▸ **Given task**
Take the line that contains "written like (150,244)." as the first line and the last line of the material below as the final one; reproduce exactly the lines between, inclusive.

[Records from a point labeling set]
--- START ---
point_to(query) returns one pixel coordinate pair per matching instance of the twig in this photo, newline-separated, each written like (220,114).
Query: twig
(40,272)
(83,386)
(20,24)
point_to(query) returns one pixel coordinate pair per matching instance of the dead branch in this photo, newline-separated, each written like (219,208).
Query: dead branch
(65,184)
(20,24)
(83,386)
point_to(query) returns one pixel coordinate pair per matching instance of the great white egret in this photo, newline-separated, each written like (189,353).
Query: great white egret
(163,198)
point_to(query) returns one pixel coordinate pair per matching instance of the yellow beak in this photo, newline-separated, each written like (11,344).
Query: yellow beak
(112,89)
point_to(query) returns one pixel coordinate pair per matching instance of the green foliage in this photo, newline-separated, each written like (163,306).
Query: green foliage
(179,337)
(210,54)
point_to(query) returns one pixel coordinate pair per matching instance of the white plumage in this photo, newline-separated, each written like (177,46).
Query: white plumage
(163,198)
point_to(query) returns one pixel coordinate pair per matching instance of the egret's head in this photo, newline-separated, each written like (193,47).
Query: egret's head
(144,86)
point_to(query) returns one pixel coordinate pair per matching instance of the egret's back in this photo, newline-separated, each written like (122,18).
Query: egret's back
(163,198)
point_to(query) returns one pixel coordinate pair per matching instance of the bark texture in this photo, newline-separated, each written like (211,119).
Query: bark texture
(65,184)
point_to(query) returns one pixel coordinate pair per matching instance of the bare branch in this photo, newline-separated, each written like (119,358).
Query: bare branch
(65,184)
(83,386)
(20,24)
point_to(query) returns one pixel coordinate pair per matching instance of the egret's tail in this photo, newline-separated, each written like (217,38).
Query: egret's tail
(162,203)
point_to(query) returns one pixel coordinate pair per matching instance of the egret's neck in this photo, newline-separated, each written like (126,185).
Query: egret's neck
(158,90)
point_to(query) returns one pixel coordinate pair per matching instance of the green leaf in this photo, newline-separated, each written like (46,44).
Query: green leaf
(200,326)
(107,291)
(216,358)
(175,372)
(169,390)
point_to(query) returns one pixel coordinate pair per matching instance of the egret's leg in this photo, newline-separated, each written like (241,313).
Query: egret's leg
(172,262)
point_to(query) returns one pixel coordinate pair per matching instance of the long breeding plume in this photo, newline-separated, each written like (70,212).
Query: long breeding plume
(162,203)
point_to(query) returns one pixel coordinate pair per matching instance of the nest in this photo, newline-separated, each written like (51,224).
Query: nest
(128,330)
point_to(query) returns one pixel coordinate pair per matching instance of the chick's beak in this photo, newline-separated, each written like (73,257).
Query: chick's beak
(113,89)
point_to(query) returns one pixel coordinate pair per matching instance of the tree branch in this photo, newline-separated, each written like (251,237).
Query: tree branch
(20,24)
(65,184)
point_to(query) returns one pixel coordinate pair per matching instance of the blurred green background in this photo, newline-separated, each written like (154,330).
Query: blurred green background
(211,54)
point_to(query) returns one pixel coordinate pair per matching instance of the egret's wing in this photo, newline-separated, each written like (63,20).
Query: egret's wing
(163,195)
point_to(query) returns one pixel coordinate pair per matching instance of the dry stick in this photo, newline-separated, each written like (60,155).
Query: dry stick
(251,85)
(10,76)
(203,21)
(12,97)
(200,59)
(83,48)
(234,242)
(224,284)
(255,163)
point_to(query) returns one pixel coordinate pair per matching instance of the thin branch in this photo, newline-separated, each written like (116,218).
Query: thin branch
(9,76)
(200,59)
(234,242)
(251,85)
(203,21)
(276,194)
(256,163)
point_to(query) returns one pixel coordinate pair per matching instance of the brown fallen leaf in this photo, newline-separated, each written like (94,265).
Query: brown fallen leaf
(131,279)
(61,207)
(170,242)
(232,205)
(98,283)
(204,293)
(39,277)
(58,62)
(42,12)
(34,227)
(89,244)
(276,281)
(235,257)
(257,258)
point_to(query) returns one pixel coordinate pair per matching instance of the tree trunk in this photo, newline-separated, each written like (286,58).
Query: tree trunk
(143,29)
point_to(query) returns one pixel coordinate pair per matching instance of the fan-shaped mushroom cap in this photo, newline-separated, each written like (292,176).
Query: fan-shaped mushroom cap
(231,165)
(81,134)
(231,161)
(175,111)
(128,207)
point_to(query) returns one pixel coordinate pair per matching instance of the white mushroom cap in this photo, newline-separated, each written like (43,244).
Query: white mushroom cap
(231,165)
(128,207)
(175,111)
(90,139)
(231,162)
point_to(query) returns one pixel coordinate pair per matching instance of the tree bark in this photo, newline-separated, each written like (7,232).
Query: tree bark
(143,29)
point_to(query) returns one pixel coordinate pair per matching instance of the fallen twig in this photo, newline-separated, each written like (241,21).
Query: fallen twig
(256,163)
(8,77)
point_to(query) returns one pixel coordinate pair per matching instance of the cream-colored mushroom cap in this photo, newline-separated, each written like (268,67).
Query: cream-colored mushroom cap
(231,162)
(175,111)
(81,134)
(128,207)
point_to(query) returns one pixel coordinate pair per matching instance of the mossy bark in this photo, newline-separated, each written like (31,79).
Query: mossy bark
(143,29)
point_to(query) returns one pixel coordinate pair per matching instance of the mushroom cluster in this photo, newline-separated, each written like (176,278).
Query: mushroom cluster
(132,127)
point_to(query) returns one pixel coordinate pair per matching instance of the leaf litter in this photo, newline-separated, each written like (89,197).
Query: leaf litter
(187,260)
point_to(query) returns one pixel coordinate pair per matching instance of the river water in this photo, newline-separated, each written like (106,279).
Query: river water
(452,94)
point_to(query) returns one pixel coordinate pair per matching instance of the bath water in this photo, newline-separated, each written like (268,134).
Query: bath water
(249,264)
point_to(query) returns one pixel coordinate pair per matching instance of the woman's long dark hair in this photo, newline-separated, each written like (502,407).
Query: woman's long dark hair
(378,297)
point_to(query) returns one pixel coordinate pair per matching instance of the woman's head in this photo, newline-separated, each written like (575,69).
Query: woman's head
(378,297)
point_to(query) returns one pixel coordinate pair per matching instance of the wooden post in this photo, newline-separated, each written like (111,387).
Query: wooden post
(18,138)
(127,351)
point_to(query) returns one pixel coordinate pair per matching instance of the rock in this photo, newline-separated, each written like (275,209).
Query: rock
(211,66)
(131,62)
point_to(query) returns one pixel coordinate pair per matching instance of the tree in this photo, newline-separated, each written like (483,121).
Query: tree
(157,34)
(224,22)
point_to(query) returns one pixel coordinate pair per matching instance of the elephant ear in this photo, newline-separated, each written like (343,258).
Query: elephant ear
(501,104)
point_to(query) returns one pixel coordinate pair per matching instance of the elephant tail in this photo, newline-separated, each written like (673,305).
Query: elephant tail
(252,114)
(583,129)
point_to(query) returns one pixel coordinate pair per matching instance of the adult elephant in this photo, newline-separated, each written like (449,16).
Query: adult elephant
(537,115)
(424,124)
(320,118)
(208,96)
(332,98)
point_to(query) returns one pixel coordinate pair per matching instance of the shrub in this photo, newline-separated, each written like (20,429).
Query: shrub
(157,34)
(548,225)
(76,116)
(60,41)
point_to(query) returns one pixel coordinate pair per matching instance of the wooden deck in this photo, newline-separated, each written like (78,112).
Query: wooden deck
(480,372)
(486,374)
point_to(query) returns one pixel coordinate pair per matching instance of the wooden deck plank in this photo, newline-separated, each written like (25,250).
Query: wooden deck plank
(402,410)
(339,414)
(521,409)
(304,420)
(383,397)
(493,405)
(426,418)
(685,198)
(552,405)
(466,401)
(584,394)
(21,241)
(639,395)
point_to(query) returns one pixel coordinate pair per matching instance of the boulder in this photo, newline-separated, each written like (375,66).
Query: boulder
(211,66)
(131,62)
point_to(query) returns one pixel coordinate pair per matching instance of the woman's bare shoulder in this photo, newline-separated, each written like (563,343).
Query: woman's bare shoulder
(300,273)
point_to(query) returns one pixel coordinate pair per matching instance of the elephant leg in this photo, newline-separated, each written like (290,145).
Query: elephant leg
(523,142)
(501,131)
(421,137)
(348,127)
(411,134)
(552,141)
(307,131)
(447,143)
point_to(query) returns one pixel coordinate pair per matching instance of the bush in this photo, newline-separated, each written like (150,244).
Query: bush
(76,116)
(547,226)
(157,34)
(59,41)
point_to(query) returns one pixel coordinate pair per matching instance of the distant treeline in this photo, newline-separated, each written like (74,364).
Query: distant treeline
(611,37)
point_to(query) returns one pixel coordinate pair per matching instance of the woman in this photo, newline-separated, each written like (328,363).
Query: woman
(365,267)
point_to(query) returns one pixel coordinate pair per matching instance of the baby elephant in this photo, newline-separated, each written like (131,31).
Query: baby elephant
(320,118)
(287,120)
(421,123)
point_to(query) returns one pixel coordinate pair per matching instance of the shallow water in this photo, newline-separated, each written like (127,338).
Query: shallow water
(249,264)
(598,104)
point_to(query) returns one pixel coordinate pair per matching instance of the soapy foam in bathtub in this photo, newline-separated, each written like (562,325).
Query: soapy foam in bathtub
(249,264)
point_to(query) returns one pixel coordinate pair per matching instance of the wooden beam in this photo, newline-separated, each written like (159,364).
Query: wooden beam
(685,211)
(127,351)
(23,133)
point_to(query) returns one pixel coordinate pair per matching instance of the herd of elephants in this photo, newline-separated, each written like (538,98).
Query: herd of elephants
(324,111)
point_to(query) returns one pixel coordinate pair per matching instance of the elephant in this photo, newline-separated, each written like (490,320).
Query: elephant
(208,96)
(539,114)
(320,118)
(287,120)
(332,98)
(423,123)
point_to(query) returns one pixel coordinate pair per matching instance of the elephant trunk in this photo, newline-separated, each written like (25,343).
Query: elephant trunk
--- END ---
▸ **Final result**
point_to(query) returns one pixel coordinate pair per matching instance of the bush in this photo, newline-separated, each written like (150,244).
Query: bush
(76,116)
(547,226)
(157,34)
(59,41)
point_to(query) returns one pixel coordinate pair per matching instance of the distant treeline in this photo, newline-separated, each written like (74,364).
Query: distant treeline
(611,37)
point_to(query) returns one pixel coordinate pair per matching instance of the woman in this photo, newline-separated, each written like (328,363).
Query: woman
(365,267)
point_to(query) returns one pixel coordinate pair per matching instance of the baby elephant in this photo, newline-separated, each written like (131,31).
Query: baby elephant
(320,118)
(287,120)
(421,123)
point_to(query) returns one pixel coordinate pair per matching instance of the shallow water in this photo, newline-separated, each written like (127,338).
Query: shallow water
(249,264)
(598,104)
point_to(query) returns one pixel coordinate pair per matching instance of the soapy foam in bathtub in this photo, newline-separated, each written like (562,325).
Query: soapy foam in bathtub
(249,264)
point_to(query) returns one pixel coordinate pair per matching instance of the wooden beam in this photo, newline-separated, each written like (159,364).
Query: wooden beam
(685,211)
(127,351)
(23,133)
point_to(query) returns one pixel coordinate pair per matching instance of the herd of elephants in this photo, newline-separated, each written like (538,98).
Query: herd of elephants
(324,111)
point_to(query) returns one pixel coordinate pair per matching instance of the elephant in this photo, newline-separated, each written like (490,320).
Query: elephant
(208,96)
(539,114)
(320,118)
(287,120)
(332,98)
(423,123)
point_to(query) returns one pixel coordinate pair per matching instance of the elephant trunk in this photo, newline-separated, each written like (25,343).
Query: elephant trunk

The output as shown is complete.